• _Documento de origem_:

Agência FAPESP
Ao longo dos séculos 19 e 20, a configuração e as, transformações do espaço urbano paulista refletiram ideias provenientes de diversos campos do conhecimento e a interação entre profissionais de diferentes nacionalidades – incluindo médicos higienistas, arquitetos, engenheiros, sanitaristas e agrônomos.
A trajetória intelectual e profissional desses especialistas foi objeto de estudos realizados, nos últimos quatro anos, por historiadores e urbanistas de diversas instituições paulistas em um Projeto Temático apoiado pela FAPESP. O estudo identificou as referências teóricas que guiaram o pensamento urbanístico nos dois últimos séculos e analisou até que ponto essas propostas de intervenção nas cidades se tornaram realidade.
Coordenado pela professora Maria Stella Bresciani, do Departamento de História do Instituto de Filosofia e Ciências Humanas (IFCH) da Universidade Estadual de Campinas (Unicamp), o projeto reuniu pesquisadores e docentes da Pontifícia Universidade Católica de Campinas (PUC-Campinas), da Universidade Estadual Paulista (Unesp) e da Escola de Estudos Avançados de Veneza (Itália).
De acordo com Maria Stella, entre os inúmeros resultados alcançados pelo projeto, um dos mais significativos consistiu em demonstrar o poder do capital privado na configuração do espaço urbano paulista. No decorrer do tempo, o conhecimento gerado pelos especialistas resultava em propostas e
soluções que nem sempre chegavam a se efetivar devido à pouca disponibilidade financeira da administração pública para realizar grandes intervenções.

• _Dados de origem_:
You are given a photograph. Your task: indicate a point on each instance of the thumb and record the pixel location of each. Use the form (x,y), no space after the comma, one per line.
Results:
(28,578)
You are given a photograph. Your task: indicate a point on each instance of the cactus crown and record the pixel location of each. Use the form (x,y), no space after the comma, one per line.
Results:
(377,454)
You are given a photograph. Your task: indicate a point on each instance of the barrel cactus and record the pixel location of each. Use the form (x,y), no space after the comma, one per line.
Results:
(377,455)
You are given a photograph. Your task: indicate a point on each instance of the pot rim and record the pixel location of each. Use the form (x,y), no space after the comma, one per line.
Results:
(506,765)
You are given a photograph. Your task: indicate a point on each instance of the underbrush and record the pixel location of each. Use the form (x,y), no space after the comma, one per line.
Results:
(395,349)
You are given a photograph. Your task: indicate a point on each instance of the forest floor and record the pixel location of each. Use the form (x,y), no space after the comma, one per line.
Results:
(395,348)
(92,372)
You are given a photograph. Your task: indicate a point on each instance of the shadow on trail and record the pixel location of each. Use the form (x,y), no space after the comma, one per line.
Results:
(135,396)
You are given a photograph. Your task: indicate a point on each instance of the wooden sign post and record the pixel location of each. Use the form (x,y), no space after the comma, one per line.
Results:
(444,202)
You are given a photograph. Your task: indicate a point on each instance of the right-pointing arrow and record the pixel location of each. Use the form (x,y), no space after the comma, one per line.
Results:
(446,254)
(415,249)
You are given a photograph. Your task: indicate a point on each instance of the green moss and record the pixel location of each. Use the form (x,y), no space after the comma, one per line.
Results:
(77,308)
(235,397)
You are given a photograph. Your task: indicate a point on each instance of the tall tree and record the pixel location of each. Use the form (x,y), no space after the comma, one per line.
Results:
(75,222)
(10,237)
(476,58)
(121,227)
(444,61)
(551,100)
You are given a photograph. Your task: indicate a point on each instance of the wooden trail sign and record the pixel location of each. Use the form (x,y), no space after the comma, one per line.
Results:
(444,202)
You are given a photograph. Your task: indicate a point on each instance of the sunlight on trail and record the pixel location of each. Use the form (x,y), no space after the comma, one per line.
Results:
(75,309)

• _Enunciado da tarefa_:
Diga se cada afirmação abaixo concorda com o texto sobre o espaço urbano paulista, respondendo sim ou não e citando literalmente as palavras do texto que decidem a questão.
(a) O projeto foi coordenado por uma professora da Unicamp.
(b) Os estudos do projeto se estenderam por dez anos.
(c) As propostas elaboradas pelos especialistas sempre se concretizaram.

• _Resultado da tarefa_:
(a) Sim: "Coordenado pela professora Maria Stella Bresciani, do Departamento de História do Instituto de Filosofia e Ciências Humanas (IFCH) da Universidade Estadual de Campinas (Unicamp)".
(b) Não: "nos últimos quatro anos".
(c) Não: "soluções que nem sempre chegavam a se efetivar".